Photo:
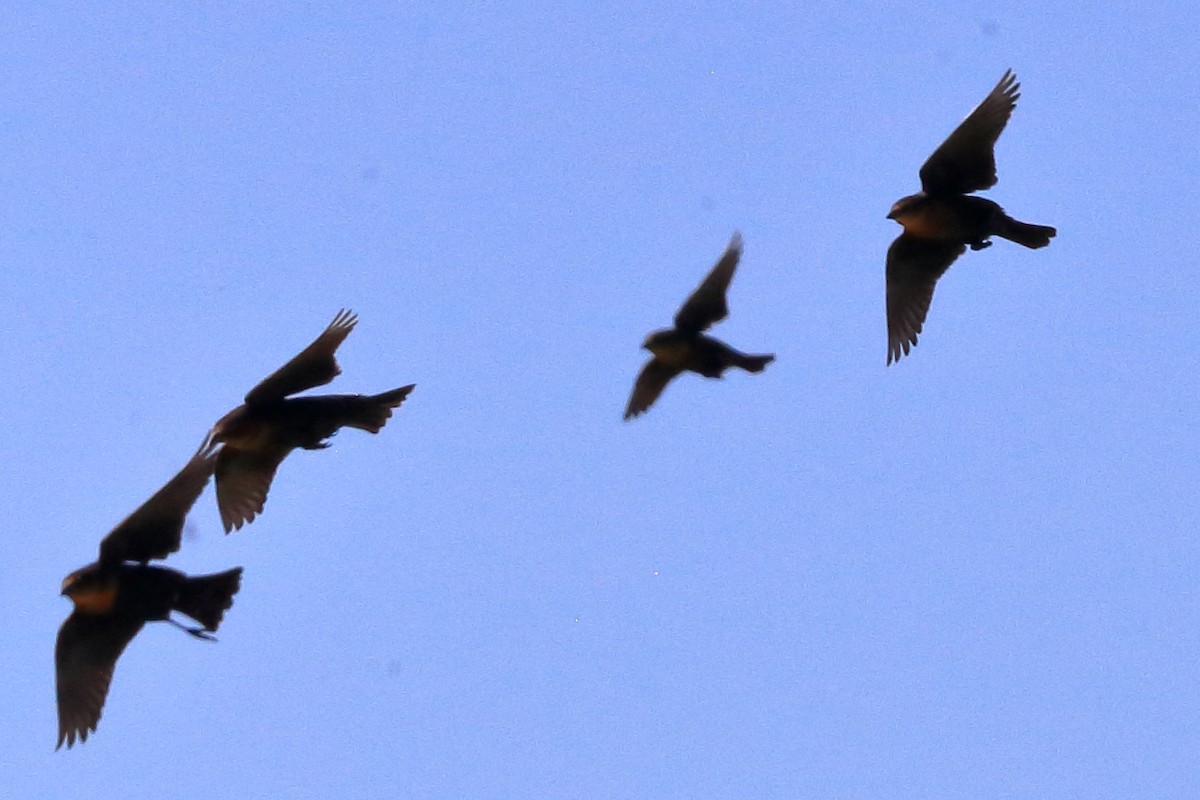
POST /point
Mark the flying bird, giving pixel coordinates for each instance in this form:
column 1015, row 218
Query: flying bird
column 685, row 347
column 942, row 220
column 259, row 434
column 120, row 593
********************
◆ STATED GOAL: Rewrite all of the entries above as a JSON list of strings with one string per line, omitting blank lines. Leave the pictures out of your answer.

◆ FINISHED ANSWER:
[
  "Photo:",
  "POST /point",
  "Mark the flying bird, giving pixel coordinates for each instance in this form:",
  "column 1015, row 218",
  "Query: flying bird",
  "column 685, row 347",
  "column 942, row 220",
  "column 259, row 434",
  "column 120, row 593"
]